KUTIPAN TEKS:
▼

KEJAHATAN TRANSNASIONAL



Kejahatan  lintas negara (transnational crimes) dewasa ini dipandang sebagai salah satu ancaman serius terhadap keamanan global. Pada lingkup multilateral, konsep yang dipakai adalah Transnational Organized Crimes (TOC) yang disesuaikan dengan instrumen hukum internasional yang telah disepakati tahun 2000 yaitu Konvensi PBB mengenai Kejahatan Lintas Negara Terorganisir (United Nations Convention on Transnational Organized Crime-UNTOC).
Kejahatan lintas negara memiliki karakteristik yang sangat kompleks sehingga sangat penting bagi negara-negara untuk meningkatkan kerjasama internasional untuk secara kolektif menanggulangi meningkatnya ancaman kejahatan lintas negara tersebut.

▲

TUGAS DIKERJAKAN:
1 – Jawab pertanyaan berikut berdasarkan kutipan tentang kejahatan lintas negara di atas.
(a) Konsep apa yang dipakai pada lingkup multilateral?
(b) Pada tahun berapa instrumen hukum internasional yang disebut dalam kutipan itu disepakati?
(c) Menurut kalimat terakhir, apa yang sangat penting bagi negara-negara?
2 – Teruskan teks tentang kejahatan lintas negara di atas, mulai setelah kalimat terakhirnya.

DATA DITAMPILKAN:
▼

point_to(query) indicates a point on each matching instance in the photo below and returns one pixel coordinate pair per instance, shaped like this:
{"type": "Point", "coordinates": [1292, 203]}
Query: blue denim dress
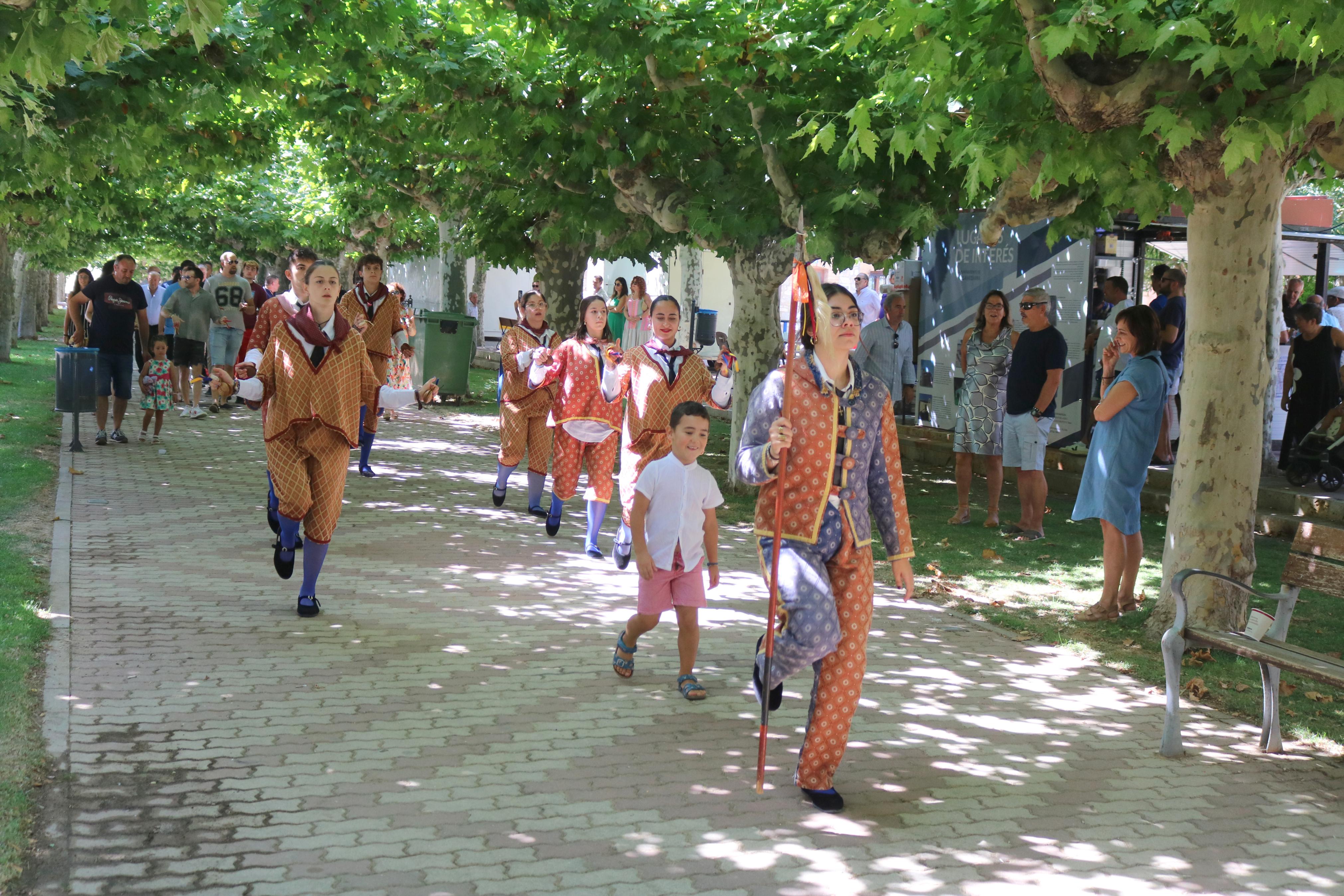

▲

JAWABAN:
1 –
(a) Transnational Organized Crimes (TOC).
(b) Tahun 2000.
(c) Meningkatkan kerjasama internasional untuk secara kolektif menanggulangi meningkatnya ancaman kejahatan lintas negara.

2 –
Konvensi PBB mengenai Kejahatan Lintas Negara Terorganisir (United Nations Convention on Transnational Organized Crime-UNTOC) yang telah diratifikasi Indonesia dengan Undang-Undang Nomor 5 Tahun 2009 tentang Pengesahan United Nations Convention Against Transnational Organized Crime (Konvensi Perserikatan Bangsa-Bangsa Menentang Tindak Pidana Transnasional Yang Terorganisasi) menyebutkan sejumlah kejahatan yang termasuk dalam kategori kejahatan lintas negara terorganisir, yaitu pencucian uang, korupsi, perdagangan gelap tanaman dan satwa liar yang dilindungi, kejahatan terhadap benda seni budaya (cultural property), perdagangan manusia, penyelundupan migran serta produksi dan perdagangan gelap senjata api. Konvensi juga mengakui keterkaitan yang erat antara kejahatan lintas negara terorganisir dengan kejahatan terorisme, meskipun karakteristiknya sangat berbeda. Meskipun kejahatan perdagangan gelap narkoba tidak dirujuk dalam Konvensi, kejahatan ini masuk kategori kejahatan lintas negara terorganisir dan bahkan sudah diatur jauh lebih lengkap dalam tiga Konvensi terkait narkoba11sebelum disepakatinya UNTOC.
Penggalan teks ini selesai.